[[ DATA PROVIDED, beginning ]]

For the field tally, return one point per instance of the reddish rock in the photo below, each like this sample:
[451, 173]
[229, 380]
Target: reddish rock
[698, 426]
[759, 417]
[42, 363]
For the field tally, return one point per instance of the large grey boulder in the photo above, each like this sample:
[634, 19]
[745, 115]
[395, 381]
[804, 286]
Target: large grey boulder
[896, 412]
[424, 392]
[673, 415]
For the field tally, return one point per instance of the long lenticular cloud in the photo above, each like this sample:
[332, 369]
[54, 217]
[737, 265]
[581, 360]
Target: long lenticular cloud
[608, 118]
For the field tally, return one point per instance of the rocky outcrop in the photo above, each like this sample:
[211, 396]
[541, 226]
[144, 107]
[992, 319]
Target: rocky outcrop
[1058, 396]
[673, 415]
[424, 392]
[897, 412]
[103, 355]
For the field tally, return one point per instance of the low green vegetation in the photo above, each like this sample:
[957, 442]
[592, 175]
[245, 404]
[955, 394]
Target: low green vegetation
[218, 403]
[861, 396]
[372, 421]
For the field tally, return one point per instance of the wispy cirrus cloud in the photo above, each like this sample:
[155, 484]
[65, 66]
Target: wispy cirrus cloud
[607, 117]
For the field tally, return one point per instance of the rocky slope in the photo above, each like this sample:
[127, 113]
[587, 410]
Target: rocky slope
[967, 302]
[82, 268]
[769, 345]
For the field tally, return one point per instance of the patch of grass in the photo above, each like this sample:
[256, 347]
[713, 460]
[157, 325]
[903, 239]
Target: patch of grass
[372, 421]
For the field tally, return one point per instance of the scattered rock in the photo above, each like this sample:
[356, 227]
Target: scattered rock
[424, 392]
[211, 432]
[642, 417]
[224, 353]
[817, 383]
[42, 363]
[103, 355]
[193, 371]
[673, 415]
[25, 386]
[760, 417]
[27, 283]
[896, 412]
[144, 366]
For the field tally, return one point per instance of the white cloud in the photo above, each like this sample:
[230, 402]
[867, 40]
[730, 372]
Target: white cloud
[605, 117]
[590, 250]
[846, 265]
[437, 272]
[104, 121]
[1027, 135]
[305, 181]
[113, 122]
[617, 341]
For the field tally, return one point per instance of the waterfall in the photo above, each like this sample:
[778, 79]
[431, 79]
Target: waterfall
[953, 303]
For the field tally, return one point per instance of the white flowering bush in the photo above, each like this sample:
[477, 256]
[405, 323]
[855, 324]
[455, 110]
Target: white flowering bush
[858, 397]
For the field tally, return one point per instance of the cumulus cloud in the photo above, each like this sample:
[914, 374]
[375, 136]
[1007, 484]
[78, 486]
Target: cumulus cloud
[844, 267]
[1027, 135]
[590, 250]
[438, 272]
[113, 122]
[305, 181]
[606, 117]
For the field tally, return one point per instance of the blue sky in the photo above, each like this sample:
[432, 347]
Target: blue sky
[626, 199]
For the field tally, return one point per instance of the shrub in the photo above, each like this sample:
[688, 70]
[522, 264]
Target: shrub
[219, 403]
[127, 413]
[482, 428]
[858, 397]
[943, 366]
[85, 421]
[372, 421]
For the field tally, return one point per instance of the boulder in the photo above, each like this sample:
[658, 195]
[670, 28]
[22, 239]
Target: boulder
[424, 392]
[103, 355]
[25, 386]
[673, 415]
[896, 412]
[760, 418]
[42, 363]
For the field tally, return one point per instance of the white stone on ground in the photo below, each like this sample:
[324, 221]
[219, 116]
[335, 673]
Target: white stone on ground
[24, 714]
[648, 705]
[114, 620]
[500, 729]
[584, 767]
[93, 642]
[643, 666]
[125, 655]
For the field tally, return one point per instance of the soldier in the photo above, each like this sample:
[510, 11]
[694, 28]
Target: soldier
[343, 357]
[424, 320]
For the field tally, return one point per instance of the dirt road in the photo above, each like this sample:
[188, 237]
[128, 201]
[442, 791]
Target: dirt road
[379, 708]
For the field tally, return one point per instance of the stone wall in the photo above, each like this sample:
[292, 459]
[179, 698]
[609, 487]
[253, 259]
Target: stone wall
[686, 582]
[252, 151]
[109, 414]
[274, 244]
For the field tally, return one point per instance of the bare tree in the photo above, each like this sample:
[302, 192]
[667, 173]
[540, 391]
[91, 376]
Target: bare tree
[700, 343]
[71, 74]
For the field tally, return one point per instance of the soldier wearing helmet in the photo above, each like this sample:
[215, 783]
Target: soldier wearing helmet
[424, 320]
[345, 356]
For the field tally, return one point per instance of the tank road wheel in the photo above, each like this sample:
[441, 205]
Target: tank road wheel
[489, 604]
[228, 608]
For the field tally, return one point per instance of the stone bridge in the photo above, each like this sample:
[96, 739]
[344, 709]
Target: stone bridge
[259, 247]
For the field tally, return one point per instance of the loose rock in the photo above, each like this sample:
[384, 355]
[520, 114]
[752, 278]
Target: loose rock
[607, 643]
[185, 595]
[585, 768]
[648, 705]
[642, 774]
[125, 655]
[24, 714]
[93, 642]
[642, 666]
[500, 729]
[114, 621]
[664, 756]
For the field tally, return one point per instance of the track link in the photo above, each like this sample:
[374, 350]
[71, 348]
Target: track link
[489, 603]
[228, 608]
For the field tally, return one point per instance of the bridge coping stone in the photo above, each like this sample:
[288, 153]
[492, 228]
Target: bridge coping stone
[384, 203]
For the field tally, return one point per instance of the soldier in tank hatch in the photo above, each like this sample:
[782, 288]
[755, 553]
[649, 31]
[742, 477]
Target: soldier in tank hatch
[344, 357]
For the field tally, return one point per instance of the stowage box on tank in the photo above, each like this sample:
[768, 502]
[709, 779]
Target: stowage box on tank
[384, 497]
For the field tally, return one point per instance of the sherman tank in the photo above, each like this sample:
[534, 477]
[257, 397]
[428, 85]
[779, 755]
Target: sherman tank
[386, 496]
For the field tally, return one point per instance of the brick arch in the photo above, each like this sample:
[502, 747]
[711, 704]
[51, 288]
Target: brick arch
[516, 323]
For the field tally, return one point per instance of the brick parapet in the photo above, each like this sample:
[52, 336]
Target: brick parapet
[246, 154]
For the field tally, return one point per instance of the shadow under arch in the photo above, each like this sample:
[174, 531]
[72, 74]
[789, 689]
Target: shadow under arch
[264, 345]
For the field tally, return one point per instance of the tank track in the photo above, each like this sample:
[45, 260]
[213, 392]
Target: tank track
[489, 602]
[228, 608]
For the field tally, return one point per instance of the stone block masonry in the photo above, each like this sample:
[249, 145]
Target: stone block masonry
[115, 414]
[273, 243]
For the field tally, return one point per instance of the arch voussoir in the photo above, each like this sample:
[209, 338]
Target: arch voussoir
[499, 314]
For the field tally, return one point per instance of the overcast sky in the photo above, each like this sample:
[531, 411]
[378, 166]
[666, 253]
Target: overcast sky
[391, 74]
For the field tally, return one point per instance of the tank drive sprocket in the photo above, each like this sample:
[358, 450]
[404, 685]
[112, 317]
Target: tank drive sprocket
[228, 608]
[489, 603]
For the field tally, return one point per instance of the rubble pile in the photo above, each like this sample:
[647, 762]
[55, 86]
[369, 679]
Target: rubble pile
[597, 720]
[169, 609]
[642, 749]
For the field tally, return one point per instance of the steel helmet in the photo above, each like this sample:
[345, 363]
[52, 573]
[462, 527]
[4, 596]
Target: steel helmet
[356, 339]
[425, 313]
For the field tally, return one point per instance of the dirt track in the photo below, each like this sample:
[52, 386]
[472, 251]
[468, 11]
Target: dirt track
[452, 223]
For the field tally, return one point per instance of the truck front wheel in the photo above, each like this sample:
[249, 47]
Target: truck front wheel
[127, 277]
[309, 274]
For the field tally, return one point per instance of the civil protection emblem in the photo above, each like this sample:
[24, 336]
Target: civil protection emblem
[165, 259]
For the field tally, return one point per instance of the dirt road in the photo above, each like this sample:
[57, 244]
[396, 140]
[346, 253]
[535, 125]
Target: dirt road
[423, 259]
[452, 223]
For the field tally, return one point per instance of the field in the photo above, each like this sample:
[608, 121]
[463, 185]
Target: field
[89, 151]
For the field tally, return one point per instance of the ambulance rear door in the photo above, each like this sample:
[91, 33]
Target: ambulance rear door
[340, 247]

[[ DATA PROVIDED, end ]]

### YOUR GOAL
Look above for the line containing "Target: arch voussoir". Return it and each line after it exactly, through the last line, and nothing more.

### FINAL ANSWER
Target: arch voussoir
[499, 314]
For the field tally, return one point per instance of the overcast sky in the photo above, each like this sample:
[531, 411]
[378, 166]
[666, 253]
Target: overcast sky
[391, 74]
For the field tally, return one point per instance of the tank drive sprocket in the photo above, each like this sample:
[358, 450]
[404, 685]
[112, 317]
Target: tank drive sprocket
[228, 608]
[489, 603]
For the field tally, return one point per instance of the rubble pile in the photo above, each like this sample:
[647, 762]
[55, 86]
[369, 679]
Target: rubble pile
[597, 720]
[169, 609]
[642, 749]
For the field tally, return one point per instance of the steel helmet in the photo above, each like this sample:
[345, 363]
[52, 573]
[462, 527]
[4, 596]
Target: steel helmet
[356, 339]
[425, 313]
For the field tally, return one point per instance of the dirt track in the photo below, each like this sample:
[52, 386]
[472, 251]
[468, 11]
Target: dirt track
[452, 223]
For the field tally, return one point per instance of the truck front wheel in the photo above, each like this sample:
[249, 47]
Target: truck front wheel
[127, 277]
[309, 274]
For the field tally, return one point per instance of the civil protection emblem in the photo above, each like this sample:
[24, 336]
Target: civil protection emblem
[165, 259]
For the field tally, return one point per instance of the dirt road in the photo above, each like this sample:
[57, 244]
[396, 140]
[346, 253]
[535, 125]
Target: dirt road
[423, 259]
[452, 223]
For the field tally, return one point per instance of the field in the photo above, each like this sample:
[608, 121]
[463, 185]
Target: field
[89, 151]
For the field tally, return one point per instance of the ambulance rear door in the photo above, each like this sample:
[91, 33]
Target: ambulance rear door
[340, 247]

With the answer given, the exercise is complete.